Material shown:
────

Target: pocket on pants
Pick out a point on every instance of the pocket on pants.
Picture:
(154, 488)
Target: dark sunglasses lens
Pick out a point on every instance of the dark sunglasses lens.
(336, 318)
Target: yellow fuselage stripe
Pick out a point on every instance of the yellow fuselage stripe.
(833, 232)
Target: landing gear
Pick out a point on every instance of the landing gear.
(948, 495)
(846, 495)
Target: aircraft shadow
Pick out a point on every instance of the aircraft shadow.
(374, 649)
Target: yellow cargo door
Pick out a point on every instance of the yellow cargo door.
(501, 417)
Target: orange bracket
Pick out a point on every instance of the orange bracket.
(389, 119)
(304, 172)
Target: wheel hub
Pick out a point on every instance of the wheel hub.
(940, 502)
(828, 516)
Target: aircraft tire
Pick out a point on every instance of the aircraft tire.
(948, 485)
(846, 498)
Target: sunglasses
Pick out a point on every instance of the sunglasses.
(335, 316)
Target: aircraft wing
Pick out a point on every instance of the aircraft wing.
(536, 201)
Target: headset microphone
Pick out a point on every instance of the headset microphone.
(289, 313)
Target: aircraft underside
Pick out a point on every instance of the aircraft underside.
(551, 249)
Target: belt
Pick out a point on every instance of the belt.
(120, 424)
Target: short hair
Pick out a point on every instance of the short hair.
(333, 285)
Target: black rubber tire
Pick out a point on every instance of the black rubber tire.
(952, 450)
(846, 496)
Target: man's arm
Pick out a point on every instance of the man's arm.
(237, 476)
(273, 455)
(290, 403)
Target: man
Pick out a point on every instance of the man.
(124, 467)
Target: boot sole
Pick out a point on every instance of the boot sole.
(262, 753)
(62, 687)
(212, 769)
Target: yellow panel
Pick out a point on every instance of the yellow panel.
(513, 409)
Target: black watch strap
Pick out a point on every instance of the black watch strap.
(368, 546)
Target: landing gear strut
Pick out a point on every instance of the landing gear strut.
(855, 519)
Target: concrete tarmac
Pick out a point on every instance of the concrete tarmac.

────

Description of the task:
Restate each entry exactly, skipping none.

Solved exercise:
Target: pocket on pants
Pick out a point on every instance of the pocket on pants.
Picture:
(154, 488)
Target: dark sunglasses lens
Pick out a point on every instance of the dark sunglasses lens.
(336, 318)
Target: yellow fuselage stripe
Pick out a point on every instance of the yellow fuselage stripe.
(833, 232)
Target: landing gear
Pick out a point on every instance of the landing gear.
(948, 495)
(846, 495)
Target: aircraft shadow
Pick out a point on every instance of the aircraft shadow.
(374, 649)
Target: yellow cargo door
Pick out a point on every instance of the yellow cargo door.
(501, 417)
Target: orange bracket
Pick out a point on every instance of the orange bracket.
(389, 119)
(304, 172)
Target: wheel hub
Pick out a point on every instance of the wheel hub.
(940, 502)
(828, 516)
Target: aircraft tire
Pick out a point on every instance of the aircraft tire.
(948, 485)
(846, 498)
Target: sunglasses
Pick out a point on every instance of the sunglasses.
(335, 316)
Target: aircraft wing
Pick out a point on every instance of the aircraft wing.
(536, 201)
Target: headset microphone
Pick out a point on every instance of the headset microphone.
(289, 313)
Target: aircraft underside
Pick out a point on every instance of the aircraft underside.
(551, 249)
Target: belt
Pick out a point on every instance of the belt.
(120, 424)
Target: short hair
Pick out a point on every instance of the short hair.
(333, 285)
Target: black rubber tire
Pick out a point on every instance of the black rubber tire.
(952, 450)
(846, 496)
Target: man's arm
Pick out a point on every instance of the man's arm.
(237, 476)
(273, 455)
(290, 403)
Target: man
Pick out a point on every instance of the man.
(124, 467)
Target: boot sole
Pick out a point on every instance of the boot sole.
(262, 753)
(62, 687)
(212, 769)
Target: yellow panel
Pick out a point on every instance of the yellow panel.
(513, 409)
Target: black watch strap
Pick out a point on every instance of the black watch strap.
(368, 546)
Target: landing gear strut
Pick out a point on every instance of the landing gear strut.
(855, 519)
Target: concrete tarmac
Pick out a point on every instance of the concrete tarmac.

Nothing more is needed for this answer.